Orgulha-se das peças raras que possui e prestigia pintores brasileiros (inclusive de Caxias e região), como Iberê Camargo, Sergio Lopes, Heitor dos Prazeres, Victor Hugo Porto, Beatriz Balen Susin, Di Cavalcanti, Celestino Machado e Britto Velho. Sua casa mais parece uma galeria de arte. Para onde quer que se olhe há um detalhe a espreitar a curiosidade e enlevar o espírito.
Não há como frequentar a moradia de Martins e não ficar absolutamente seduzido pelo bom gosto expresso em obras de arte como quadros, esculturas, móveis, prataria e pequenos objetos raros de decoração garimpados em antiquários, galerias de arte e pelas viagens ao redor do mundo. A impressão é de se estar circulando por uma galeria. Uma casa inteira ornamentada com arte, inclusive o elevador. Mas não é a única. Outros imóveis e escritórios da família são moldura de sua paixão, hobby, mas também investimento.
“Eu prefiro investir em arte do que em imóveis e terrenos. Arte é uma coisa que você aproveita, curte, embeleza, alegra. Mas para curtir, você tem de conhecer, ler, estudar”, revelou o executivo, em entrevista a essa jornalista, em 2012, admitindo que poucos grandes empresários investem nessa área.

▶ _Itens exibidos_
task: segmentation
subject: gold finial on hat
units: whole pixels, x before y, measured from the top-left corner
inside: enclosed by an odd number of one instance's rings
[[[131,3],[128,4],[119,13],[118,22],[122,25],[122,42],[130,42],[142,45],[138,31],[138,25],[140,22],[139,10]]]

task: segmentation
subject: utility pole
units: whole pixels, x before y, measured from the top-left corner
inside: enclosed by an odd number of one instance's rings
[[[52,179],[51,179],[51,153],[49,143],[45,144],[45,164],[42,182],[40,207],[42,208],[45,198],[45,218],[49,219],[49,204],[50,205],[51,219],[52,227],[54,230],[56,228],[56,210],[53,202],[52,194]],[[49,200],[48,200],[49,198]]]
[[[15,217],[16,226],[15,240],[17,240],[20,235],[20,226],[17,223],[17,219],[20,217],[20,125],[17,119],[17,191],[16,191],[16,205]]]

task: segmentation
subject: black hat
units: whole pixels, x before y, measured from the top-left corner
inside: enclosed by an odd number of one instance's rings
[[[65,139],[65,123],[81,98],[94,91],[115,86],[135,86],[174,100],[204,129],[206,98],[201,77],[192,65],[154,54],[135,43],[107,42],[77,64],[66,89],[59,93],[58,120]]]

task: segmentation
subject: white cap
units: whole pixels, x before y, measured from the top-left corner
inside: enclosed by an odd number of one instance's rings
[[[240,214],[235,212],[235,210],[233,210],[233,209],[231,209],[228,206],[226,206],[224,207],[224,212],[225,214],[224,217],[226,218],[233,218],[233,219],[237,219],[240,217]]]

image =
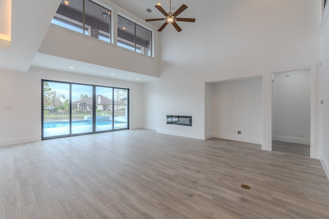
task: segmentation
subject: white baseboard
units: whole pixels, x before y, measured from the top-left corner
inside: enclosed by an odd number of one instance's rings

▶ _Objetivos_
• A. Segundo o texto sobre a coleção de arte de Martins, em que ano o executivo deu a entrevista citada?
• B. Resuma em duas frases o texto sobre a coleção de arte de Martins.
• C. Prossiga o texto sobre a coleção de arte de Martins a partir do ponto em que ele termina.

▶ _Conjunto de respostas_
• A. Em 2012.

• B. Martins reúne em sua casa, que lembra uma galeria, peças raras e obras de pintores brasileiros, além de esculturas, móveis, prataria e objetos garimpados em antiquários, galerias e viagens, e outros imóveis e escritórios da família também exibem essa paixão, que é hobby e investimento. Em entrevista de 2012, o executivo disse preferir investir em arte a investir em imóveis e terrenos, ressaltando que é preciso conhecer, ler e estudar para aproveitá-la.

• C.
CIDADE DENTRO DA CIDADE
Uma cidade dentro da cidade, podendo comportar tudo. Assim é o patrimônio histórico da Metalúrgica Abramo Eberle SA (MAESA), um complexo de 53 mil metros quadrados e 19 pavilhões, um tamanho inconcebível de ser dimensionado pela mente humana. No auge, a indústria chegou a empregar 7 mil funcionários.
Por isso, faz-se necessário muito estudo, muita análise, para que esse conjunto arquitetônico, que já representou a pujança industrial caxiense do século XX, seja restaurado e volte a oxigenar a cidade convergindo para um conceito de primeiro mundo, que alie arte, história, gastronomia, cultura, entretenimento, lazer, bem-estar.
Por ser algo tão portentoso e cuja viabilidade econômico-financeira precisa ser muito bem fundamentada, dois consórcios se habilitaram a oferecer ao Executivo municipal estudos de modelagem e ocupação da MAESA, no âmbito de futura concorrência pública de Parcerias Público-Privadas (PPPs). O prazo final para a entrega dessas análises amplas é 12 de dezembro deste ano.
De posse desses estudos, a prefeitura vai analisar e submeter à apreciação pública o que melhor se encaixa para a futura concorrência pública de Parceria Público-Privada (PPP). A modelagem inclui diagnóstico e estudo de demanda, projetos de engenharia e arquitetura, operação, modelagem econômico-financeira e modelagem jurídica.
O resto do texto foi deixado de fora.